*To be done*.
In the entries below, change "client" to "customer" in everything from the line containing "The client would like the white rope" down to the line containing "[346,159,383,190]". Write out only those lines, with nothing else altered.

------ Data shown ------

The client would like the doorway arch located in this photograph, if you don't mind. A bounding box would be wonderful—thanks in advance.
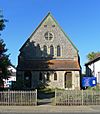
[64,72,72,88]
[24,71,32,89]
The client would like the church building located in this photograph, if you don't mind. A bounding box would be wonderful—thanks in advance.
[16,13,81,90]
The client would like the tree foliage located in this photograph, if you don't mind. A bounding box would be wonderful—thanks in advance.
[87,52,100,61]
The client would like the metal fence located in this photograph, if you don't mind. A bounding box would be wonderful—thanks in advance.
[0,90,37,105]
[55,90,100,105]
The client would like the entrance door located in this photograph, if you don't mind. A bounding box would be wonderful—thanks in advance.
[64,72,72,88]
[24,71,32,89]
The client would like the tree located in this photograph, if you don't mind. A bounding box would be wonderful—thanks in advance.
[0,10,11,87]
[87,52,100,61]
[0,10,7,31]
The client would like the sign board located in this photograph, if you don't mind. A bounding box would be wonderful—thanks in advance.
[82,77,97,87]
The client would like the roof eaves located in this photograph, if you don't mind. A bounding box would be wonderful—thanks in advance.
[19,12,50,51]
[85,56,100,66]
[50,13,78,51]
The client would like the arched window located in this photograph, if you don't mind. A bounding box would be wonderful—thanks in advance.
[24,71,32,88]
[39,72,42,81]
[47,73,50,81]
[50,45,54,56]
[43,45,47,56]
[54,73,57,80]
[57,45,61,56]
[44,32,53,40]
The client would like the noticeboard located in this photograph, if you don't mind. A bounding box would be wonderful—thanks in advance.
[82,77,97,87]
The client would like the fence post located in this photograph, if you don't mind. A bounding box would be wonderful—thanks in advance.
[82,89,84,105]
[55,89,57,105]
[35,89,38,105]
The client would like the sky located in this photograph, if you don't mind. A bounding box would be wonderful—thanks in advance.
[0,0,100,72]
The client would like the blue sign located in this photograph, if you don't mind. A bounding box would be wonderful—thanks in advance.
[82,77,97,87]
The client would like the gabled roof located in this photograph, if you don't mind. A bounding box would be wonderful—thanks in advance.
[17,60,80,71]
[19,12,78,51]
[85,54,100,66]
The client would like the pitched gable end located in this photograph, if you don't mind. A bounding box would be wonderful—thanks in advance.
[19,12,78,51]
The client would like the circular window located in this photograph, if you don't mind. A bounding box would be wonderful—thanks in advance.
[44,32,53,40]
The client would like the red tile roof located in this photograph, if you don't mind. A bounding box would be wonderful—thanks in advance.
[17,60,80,70]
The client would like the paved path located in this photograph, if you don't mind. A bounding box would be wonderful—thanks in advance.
[0,105,100,113]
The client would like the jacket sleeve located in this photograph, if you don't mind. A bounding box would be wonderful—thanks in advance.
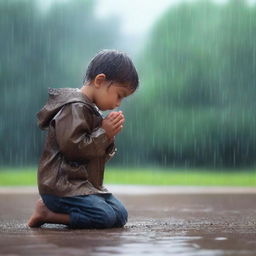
[54,103,112,161]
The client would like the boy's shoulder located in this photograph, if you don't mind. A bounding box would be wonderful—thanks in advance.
[37,88,101,129]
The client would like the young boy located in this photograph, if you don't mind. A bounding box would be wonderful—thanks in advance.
[28,50,138,228]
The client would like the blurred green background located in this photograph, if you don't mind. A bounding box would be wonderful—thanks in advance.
[0,0,256,186]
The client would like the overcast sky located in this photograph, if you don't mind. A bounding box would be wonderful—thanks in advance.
[38,0,256,36]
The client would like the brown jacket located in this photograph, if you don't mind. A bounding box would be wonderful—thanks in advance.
[37,88,116,196]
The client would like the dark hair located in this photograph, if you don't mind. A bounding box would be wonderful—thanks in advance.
[83,50,139,90]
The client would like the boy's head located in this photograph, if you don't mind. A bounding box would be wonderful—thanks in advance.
[83,50,139,110]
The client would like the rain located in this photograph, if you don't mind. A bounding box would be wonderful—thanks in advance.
[0,0,256,255]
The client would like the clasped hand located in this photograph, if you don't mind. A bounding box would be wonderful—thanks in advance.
[102,111,125,139]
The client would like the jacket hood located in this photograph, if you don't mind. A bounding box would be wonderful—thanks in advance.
[37,88,95,130]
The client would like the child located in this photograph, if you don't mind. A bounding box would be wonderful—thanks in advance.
[28,50,138,228]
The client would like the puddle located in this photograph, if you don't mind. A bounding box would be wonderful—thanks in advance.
[0,195,256,256]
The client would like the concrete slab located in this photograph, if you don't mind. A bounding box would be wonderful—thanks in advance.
[0,186,256,256]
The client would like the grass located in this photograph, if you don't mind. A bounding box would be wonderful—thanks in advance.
[0,167,256,186]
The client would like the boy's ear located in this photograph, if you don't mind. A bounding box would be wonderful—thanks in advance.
[94,73,106,88]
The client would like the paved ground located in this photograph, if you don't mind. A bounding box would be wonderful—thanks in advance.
[0,186,256,256]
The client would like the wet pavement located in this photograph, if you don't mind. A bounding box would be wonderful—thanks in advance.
[0,186,256,256]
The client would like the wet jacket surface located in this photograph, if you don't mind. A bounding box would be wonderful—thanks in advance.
[37,88,116,196]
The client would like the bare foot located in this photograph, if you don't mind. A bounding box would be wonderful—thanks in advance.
[27,199,50,228]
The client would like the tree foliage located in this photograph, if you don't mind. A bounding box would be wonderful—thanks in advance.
[121,0,256,167]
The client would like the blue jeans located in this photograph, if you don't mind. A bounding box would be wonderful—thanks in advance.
[41,194,128,228]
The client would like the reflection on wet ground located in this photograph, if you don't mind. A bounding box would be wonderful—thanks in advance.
[0,189,256,256]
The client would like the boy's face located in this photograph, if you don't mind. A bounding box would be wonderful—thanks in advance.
[94,81,133,111]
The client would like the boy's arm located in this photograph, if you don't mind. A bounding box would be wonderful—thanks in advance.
[54,103,113,161]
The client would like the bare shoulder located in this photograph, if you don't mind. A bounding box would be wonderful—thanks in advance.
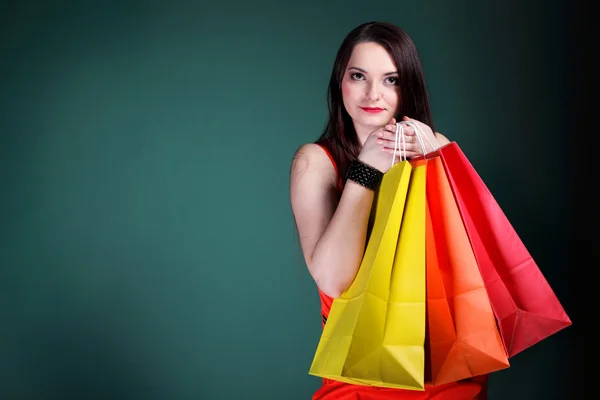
[435,132,450,146]
[290,143,336,185]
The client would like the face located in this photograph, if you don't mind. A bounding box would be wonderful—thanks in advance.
[341,42,400,137]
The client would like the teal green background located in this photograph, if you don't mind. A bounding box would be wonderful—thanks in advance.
[0,0,579,400]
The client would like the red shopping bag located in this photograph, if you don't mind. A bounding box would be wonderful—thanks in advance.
[420,157,509,385]
[436,142,571,357]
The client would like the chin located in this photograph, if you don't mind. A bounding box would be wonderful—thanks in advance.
[359,115,392,130]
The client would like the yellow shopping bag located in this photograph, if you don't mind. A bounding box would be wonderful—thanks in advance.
[309,161,426,390]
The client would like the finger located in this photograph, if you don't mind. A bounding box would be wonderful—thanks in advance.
[382,149,422,158]
[377,137,418,150]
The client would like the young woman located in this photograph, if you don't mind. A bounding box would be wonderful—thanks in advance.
[290,22,487,400]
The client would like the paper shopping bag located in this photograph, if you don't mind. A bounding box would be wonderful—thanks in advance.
[438,142,571,357]
[426,157,509,385]
[309,161,425,390]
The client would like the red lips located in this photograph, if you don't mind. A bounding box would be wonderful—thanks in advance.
[361,107,384,114]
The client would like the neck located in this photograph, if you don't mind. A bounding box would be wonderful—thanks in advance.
[354,124,375,146]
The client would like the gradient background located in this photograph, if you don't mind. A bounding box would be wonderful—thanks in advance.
[0,0,583,400]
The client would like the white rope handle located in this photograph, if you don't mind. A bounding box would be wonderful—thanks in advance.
[392,122,406,167]
[404,121,437,155]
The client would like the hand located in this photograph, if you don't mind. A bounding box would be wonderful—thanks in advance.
[392,116,441,159]
[358,118,400,173]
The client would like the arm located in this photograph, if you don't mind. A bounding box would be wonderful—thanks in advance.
[290,144,374,298]
[435,132,450,146]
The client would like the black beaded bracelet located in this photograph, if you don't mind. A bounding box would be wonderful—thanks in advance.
[346,159,383,190]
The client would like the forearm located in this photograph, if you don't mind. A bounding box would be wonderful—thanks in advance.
[309,181,374,297]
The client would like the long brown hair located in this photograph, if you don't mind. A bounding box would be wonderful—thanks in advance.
[317,22,435,181]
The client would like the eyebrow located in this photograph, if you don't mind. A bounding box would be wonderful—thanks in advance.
[348,67,398,76]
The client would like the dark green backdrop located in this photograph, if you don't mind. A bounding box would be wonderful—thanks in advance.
[0,0,578,400]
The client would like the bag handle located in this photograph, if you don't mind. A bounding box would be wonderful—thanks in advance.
[403,121,437,158]
[392,122,407,167]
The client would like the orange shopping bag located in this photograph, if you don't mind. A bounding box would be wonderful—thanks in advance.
[418,156,509,385]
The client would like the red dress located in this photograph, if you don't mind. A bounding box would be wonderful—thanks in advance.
[312,142,488,400]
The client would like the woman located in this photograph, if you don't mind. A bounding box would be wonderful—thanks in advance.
[290,22,487,400]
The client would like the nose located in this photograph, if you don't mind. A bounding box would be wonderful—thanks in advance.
[365,82,383,101]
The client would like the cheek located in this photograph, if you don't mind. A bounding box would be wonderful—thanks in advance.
[342,79,355,100]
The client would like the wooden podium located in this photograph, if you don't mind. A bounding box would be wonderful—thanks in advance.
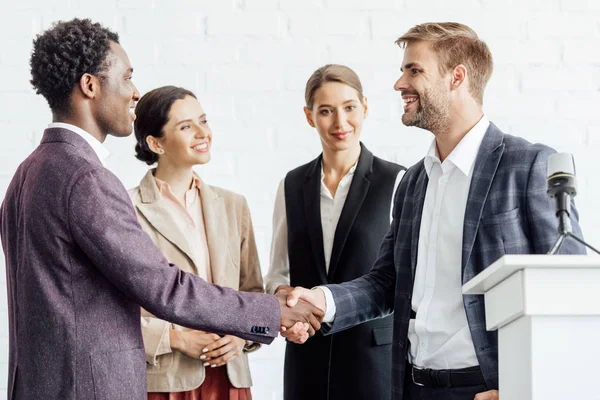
[463,255,600,400]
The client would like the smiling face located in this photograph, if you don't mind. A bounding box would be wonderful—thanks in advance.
[152,96,212,168]
[304,82,367,151]
[94,42,140,137]
[394,41,452,134]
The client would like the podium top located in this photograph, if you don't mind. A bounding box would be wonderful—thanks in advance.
[462,254,600,294]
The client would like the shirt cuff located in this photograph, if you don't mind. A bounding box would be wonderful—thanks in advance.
[313,286,335,324]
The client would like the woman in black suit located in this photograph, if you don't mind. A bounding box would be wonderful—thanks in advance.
[266,65,405,400]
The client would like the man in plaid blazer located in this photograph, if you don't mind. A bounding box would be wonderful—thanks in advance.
[284,23,585,400]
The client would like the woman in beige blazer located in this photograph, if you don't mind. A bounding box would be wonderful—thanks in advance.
[130,86,263,400]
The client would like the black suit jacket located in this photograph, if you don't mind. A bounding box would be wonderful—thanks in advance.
[284,146,403,400]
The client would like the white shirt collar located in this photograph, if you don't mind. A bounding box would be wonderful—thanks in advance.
[424,115,490,176]
[48,122,110,165]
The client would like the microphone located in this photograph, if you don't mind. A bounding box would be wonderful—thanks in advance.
[546,153,577,228]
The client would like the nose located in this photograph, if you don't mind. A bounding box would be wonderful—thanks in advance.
[194,124,210,139]
[131,82,141,102]
[335,111,346,128]
[394,74,408,92]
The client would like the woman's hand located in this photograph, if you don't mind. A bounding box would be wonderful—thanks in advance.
[169,329,221,360]
[200,335,246,367]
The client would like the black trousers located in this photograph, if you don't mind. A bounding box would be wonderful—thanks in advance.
[404,376,488,400]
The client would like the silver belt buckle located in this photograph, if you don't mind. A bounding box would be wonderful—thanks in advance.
[410,364,425,386]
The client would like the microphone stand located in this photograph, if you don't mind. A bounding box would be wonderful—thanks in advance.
[548,192,600,255]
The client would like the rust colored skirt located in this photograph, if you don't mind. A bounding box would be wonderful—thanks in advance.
[148,366,252,400]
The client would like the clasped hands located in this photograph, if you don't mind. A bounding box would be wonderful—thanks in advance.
[275,285,327,344]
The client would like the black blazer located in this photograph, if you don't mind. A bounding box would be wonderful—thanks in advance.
[284,144,404,400]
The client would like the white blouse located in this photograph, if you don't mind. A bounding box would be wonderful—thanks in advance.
[265,162,404,293]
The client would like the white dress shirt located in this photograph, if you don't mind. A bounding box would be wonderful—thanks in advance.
[319,116,490,369]
[48,122,110,165]
[265,164,404,304]
[408,117,489,369]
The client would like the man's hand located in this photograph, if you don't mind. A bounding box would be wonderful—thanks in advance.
[275,285,294,296]
[277,286,327,344]
[287,286,327,310]
[169,329,221,360]
[279,322,309,344]
[200,335,246,368]
[473,390,500,400]
[275,291,324,336]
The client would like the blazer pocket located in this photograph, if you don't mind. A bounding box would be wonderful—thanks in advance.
[90,348,146,400]
[481,207,521,226]
[373,326,394,346]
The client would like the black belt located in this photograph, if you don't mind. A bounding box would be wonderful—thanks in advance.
[405,364,485,387]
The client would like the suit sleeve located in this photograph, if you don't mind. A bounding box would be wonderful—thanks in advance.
[240,198,265,293]
[234,198,265,353]
[142,316,173,365]
[321,176,406,334]
[526,147,586,254]
[69,169,280,343]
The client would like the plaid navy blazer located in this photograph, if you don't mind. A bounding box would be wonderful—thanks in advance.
[322,124,585,400]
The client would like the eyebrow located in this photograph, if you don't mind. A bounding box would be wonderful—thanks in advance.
[400,63,423,72]
[175,113,206,126]
[319,99,358,108]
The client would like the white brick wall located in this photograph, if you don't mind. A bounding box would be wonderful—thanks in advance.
[0,0,600,400]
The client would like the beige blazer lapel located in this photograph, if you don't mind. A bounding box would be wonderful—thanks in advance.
[136,170,198,273]
[200,180,231,289]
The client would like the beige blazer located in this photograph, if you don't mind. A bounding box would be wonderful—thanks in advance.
[129,170,264,392]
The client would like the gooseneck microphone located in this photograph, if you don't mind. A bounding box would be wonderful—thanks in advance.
[546,153,600,254]
[547,153,577,234]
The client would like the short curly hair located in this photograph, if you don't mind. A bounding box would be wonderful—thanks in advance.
[29,18,119,113]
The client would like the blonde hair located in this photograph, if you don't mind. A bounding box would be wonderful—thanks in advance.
[396,22,494,104]
[304,64,365,108]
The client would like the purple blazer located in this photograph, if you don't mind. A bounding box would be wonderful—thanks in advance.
[0,128,280,400]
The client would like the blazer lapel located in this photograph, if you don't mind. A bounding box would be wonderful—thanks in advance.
[137,170,196,272]
[462,123,504,283]
[327,143,373,280]
[200,181,229,285]
[302,156,327,283]
[410,161,429,278]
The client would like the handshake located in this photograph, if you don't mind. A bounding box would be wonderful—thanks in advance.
[275,285,327,344]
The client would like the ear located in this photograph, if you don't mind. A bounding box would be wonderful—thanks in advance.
[146,135,165,155]
[304,107,315,128]
[79,73,100,99]
[450,64,468,90]
[362,97,369,118]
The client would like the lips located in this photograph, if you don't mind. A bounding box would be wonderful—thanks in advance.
[192,142,208,153]
[331,131,352,140]
[402,94,419,112]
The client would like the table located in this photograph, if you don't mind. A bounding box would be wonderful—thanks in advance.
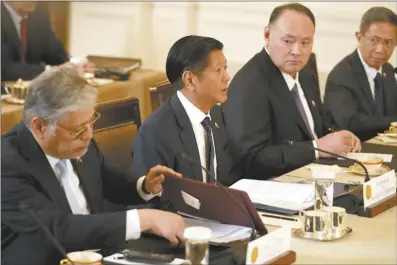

------

*Solution to this task*.
The customer would like the white rope handle located in this photograph, if you don't mind. A bounding box would be wonderful—thanks in advance.
[392,122,406,167]
[404,121,437,155]
The customer would like the hand located in this photograph, if you don't mind. A bounding box would be wonderful—thanks in advance.
[392,116,441,159]
[358,118,400,173]
The customer would like the arm located in this photograph, if you don't mind. A bounding box would be wonderful—thanks in advance.
[290,144,374,298]
[435,132,450,146]
The customer would like the black beaded bracelet located in this photograph, if you don't mind. A bounding box would be wonderful—thanks in advance.
[346,159,383,190]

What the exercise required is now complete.